> **Exercise**:
Line count for the string "while": give the number of lines in the data below that contain it, and nothing more.

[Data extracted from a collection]

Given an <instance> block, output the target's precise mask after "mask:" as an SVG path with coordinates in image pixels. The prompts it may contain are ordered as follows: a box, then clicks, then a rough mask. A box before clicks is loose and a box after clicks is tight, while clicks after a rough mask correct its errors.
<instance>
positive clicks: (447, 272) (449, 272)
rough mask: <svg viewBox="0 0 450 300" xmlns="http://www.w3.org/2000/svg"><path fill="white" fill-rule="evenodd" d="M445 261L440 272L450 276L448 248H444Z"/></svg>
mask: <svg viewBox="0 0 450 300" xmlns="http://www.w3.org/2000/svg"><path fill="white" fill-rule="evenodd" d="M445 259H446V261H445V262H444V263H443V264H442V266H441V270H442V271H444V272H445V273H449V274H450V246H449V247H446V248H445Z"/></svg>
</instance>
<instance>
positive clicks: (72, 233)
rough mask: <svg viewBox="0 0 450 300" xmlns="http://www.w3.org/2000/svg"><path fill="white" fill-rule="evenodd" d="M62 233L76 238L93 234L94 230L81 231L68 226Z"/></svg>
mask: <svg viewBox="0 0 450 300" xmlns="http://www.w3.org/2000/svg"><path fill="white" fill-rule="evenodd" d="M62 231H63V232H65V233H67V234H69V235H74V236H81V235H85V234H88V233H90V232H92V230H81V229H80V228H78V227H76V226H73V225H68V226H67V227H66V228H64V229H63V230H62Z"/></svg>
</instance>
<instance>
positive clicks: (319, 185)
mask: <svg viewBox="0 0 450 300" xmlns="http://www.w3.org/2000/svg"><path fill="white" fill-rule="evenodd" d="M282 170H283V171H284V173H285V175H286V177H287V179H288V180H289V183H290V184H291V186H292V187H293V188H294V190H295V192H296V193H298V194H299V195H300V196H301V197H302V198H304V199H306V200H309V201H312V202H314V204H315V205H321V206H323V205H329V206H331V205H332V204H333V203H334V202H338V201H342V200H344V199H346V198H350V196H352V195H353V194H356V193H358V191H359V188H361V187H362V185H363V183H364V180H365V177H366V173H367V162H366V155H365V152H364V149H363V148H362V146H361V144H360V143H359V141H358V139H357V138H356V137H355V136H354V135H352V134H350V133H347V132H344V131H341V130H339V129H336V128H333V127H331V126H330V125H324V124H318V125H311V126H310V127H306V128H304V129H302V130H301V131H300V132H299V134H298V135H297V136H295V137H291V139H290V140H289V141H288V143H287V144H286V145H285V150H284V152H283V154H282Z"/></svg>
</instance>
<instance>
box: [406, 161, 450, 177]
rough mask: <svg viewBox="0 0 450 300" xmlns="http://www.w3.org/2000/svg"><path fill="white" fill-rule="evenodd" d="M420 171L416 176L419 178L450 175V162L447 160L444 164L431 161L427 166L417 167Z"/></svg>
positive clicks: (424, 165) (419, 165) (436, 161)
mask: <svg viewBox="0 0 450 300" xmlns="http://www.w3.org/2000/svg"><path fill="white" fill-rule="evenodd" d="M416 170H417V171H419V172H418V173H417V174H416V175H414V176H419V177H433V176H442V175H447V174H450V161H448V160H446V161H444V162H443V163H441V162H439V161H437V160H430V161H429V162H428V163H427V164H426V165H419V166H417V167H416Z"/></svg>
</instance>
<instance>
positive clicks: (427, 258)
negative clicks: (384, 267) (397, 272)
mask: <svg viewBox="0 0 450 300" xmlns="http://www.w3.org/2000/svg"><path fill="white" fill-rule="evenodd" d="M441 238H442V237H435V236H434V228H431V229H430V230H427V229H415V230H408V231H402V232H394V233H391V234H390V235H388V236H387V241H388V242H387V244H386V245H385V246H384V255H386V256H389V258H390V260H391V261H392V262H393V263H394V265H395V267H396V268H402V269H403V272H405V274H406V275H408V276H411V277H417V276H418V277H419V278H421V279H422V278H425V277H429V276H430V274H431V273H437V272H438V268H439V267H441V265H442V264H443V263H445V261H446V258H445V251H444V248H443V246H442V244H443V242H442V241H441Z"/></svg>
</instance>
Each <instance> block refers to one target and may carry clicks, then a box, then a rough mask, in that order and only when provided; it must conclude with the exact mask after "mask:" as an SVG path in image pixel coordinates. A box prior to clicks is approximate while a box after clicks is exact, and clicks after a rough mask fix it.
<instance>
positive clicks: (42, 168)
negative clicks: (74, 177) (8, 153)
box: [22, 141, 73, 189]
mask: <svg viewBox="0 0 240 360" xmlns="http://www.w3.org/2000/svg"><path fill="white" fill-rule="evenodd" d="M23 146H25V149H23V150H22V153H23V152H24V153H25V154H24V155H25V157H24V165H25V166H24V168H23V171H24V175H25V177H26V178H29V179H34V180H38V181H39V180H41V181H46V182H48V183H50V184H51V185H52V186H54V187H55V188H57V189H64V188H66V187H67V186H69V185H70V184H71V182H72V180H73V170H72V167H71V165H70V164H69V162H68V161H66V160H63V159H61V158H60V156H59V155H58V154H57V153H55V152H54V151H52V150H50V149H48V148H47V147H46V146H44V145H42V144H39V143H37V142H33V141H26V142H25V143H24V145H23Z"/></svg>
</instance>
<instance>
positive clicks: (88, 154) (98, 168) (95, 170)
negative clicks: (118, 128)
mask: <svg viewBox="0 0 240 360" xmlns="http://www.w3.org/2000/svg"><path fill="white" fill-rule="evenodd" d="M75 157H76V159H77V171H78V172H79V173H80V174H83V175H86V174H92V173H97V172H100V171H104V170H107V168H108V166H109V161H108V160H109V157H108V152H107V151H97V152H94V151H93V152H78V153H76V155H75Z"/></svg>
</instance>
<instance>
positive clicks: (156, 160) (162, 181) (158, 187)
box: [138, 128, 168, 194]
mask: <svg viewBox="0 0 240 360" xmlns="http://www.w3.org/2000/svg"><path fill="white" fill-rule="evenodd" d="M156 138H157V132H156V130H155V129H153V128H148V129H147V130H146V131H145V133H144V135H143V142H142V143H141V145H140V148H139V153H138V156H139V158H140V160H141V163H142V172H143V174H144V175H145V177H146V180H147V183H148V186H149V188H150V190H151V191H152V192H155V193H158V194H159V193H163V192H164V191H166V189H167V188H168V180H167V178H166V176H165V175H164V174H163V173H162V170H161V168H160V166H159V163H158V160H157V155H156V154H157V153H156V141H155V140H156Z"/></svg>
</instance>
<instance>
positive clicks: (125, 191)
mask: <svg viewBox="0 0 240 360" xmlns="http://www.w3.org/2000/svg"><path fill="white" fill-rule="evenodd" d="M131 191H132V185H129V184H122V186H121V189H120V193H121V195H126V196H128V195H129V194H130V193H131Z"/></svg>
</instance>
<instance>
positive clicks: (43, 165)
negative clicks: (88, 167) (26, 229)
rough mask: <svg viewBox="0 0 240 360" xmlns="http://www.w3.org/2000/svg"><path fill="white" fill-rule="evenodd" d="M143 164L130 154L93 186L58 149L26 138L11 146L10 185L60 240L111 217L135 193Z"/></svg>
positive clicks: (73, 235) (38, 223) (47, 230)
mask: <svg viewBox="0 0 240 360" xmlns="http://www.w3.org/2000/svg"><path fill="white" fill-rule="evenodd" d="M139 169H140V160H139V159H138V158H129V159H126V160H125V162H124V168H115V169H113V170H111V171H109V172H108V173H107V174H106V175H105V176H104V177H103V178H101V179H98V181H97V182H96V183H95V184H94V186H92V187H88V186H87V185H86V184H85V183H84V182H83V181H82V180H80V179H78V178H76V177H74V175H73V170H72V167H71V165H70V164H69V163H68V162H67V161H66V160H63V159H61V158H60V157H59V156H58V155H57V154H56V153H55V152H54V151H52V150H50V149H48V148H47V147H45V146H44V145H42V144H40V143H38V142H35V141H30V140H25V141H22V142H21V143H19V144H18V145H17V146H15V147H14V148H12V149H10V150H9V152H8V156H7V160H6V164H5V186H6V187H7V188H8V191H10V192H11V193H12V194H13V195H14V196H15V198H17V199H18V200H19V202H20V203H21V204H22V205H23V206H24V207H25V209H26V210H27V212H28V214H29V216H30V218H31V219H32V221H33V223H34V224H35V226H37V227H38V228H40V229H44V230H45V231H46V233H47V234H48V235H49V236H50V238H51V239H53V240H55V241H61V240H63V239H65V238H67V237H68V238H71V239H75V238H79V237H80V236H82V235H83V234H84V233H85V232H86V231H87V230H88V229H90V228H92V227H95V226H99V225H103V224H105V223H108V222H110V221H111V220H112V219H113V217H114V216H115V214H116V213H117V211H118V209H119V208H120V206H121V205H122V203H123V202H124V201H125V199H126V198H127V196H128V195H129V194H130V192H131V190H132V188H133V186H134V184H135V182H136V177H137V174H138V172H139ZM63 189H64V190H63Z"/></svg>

> **Result for this task**:
2